Required task => State how many lines in the rows below contain the word "blue". Give only the number.

Task data =>
— BEGIN —
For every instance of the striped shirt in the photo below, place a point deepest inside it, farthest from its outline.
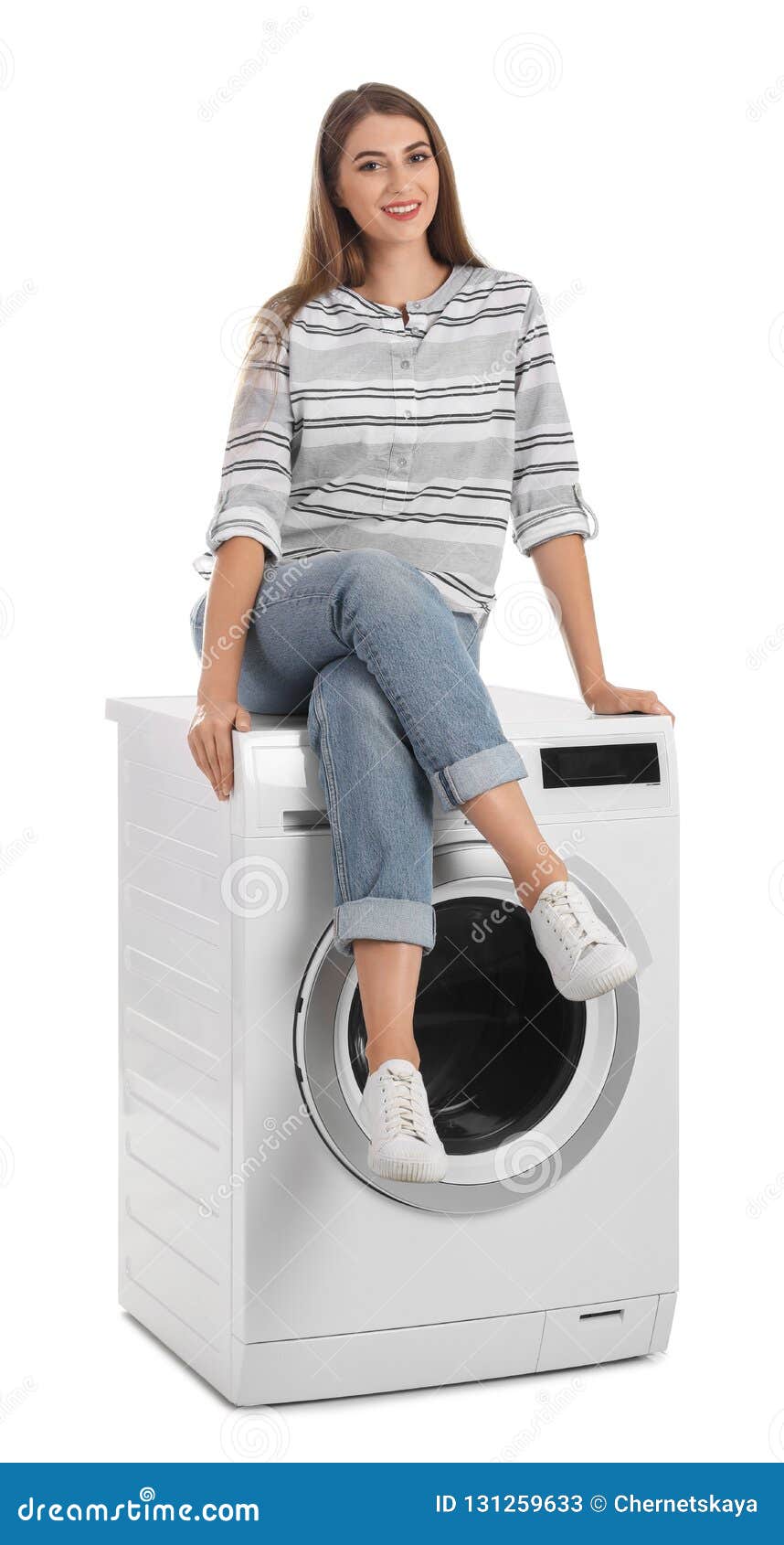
— END —
— BEGIN —
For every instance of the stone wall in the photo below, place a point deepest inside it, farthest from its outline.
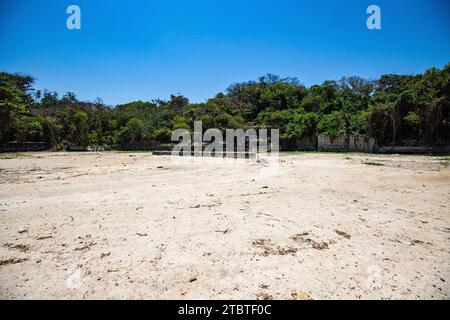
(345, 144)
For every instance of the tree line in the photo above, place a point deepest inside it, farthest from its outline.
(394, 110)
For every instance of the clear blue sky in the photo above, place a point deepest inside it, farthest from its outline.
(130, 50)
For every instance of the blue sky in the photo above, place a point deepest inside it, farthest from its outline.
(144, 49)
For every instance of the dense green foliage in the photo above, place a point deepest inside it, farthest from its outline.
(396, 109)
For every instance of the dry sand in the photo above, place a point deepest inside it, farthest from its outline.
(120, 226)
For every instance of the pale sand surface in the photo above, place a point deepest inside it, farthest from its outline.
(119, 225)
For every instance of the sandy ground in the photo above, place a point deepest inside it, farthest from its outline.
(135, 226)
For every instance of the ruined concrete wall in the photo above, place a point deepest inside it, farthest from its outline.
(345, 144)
— END —
Answer to the problem => 2